Excerpts of location labeling data:

• • •

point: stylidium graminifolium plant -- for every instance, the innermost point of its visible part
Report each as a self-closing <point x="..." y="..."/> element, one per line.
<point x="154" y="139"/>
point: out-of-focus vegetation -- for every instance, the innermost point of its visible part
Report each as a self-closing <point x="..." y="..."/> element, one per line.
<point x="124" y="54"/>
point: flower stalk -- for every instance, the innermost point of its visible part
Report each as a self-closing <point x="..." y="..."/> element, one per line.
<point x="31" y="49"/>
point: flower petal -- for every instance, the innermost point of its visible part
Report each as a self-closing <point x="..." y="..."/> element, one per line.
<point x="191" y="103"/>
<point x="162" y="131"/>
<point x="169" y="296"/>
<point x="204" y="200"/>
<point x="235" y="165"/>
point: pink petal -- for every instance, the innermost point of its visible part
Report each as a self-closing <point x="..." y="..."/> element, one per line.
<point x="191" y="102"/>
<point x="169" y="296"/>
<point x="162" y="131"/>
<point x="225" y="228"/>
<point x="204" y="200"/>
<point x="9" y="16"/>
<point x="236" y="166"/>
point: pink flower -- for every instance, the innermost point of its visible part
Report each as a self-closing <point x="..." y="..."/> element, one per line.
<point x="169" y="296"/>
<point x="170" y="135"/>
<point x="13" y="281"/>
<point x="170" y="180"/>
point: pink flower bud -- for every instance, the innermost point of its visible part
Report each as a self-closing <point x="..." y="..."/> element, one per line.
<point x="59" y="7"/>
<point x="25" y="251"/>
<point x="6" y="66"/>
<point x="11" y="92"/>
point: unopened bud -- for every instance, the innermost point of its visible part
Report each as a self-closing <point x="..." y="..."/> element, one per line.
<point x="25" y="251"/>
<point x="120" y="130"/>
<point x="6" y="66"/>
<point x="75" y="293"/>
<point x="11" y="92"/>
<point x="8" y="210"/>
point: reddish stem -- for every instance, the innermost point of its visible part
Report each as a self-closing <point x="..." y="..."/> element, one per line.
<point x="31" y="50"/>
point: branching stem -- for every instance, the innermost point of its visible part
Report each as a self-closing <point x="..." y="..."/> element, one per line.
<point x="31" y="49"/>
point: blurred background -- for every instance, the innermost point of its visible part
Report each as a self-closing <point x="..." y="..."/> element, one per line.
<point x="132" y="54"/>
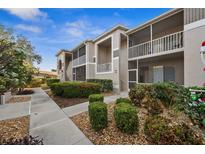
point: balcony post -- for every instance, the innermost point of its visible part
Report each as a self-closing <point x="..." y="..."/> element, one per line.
<point x="151" y="39"/>
<point x="78" y="57"/>
<point x="137" y="72"/>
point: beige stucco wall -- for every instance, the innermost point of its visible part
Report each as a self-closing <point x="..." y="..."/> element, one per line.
<point x="177" y="63"/>
<point x="61" y="72"/>
<point x="123" y="66"/>
<point x="194" y="74"/>
<point x="114" y="76"/>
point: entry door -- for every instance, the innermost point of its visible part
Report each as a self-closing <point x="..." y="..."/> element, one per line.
<point x="158" y="74"/>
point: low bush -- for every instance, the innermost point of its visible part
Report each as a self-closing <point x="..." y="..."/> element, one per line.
<point x="172" y="94"/>
<point x="96" y="98"/>
<point x="154" y="106"/>
<point x="159" y="130"/>
<point x="51" y="81"/>
<point x="126" y="118"/>
<point x="168" y="93"/>
<point x="106" y="84"/>
<point x="124" y="100"/>
<point x="98" y="115"/>
<point x="138" y="93"/>
<point x="75" y="89"/>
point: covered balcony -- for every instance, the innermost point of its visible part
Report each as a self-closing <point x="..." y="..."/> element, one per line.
<point x="79" y="56"/>
<point x="159" y="37"/>
<point x="104" y="56"/>
<point x="164" y="68"/>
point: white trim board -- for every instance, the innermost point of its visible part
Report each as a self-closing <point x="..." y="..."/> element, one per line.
<point x="195" y="24"/>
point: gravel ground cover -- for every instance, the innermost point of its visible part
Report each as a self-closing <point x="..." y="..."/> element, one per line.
<point x="19" y="99"/>
<point x="14" y="129"/>
<point x="111" y="135"/>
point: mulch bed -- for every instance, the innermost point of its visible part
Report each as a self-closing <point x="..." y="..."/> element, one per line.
<point x="112" y="135"/>
<point x="14" y="129"/>
<point x="25" y="92"/>
<point x="19" y="99"/>
<point x="66" y="102"/>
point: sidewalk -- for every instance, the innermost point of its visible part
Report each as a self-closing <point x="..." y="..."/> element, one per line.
<point x="79" y="108"/>
<point x="49" y="122"/>
<point x="14" y="110"/>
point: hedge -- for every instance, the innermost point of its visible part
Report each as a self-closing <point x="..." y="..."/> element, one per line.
<point x="126" y="118"/>
<point x="96" y="98"/>
<point x="75" y="89"/>
<point x="168" y="93"/>
<point x="98" y="115"/>
<point x="124" y="100"/>
<point x="106" y="84"/>
<point x="51" y="81"/>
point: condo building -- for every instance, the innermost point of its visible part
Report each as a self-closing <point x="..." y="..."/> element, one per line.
<point x="163" y="49"/>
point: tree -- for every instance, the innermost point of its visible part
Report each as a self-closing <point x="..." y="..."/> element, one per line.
<point x="17" y="58"/>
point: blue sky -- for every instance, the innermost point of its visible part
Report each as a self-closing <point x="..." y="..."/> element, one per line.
<point x="52" y="29"/>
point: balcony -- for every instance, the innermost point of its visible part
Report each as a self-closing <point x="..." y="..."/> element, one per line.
<point x="79" y="61"/>
<point x="169" y="42"/>
<point x="104" y="67"/>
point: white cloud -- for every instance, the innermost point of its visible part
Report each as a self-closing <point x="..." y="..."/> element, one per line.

• • •

▸ **Task to complete**
Reproduce verbatim every line from the one containing "point: white cloud" through the last line of the items above, including both of those lines.

▸ **Written answer**
point: white cloud -- for every instance, the innermost point of its visible part
Report each as a self-closing <point x="..." y="..."/> element, one per line.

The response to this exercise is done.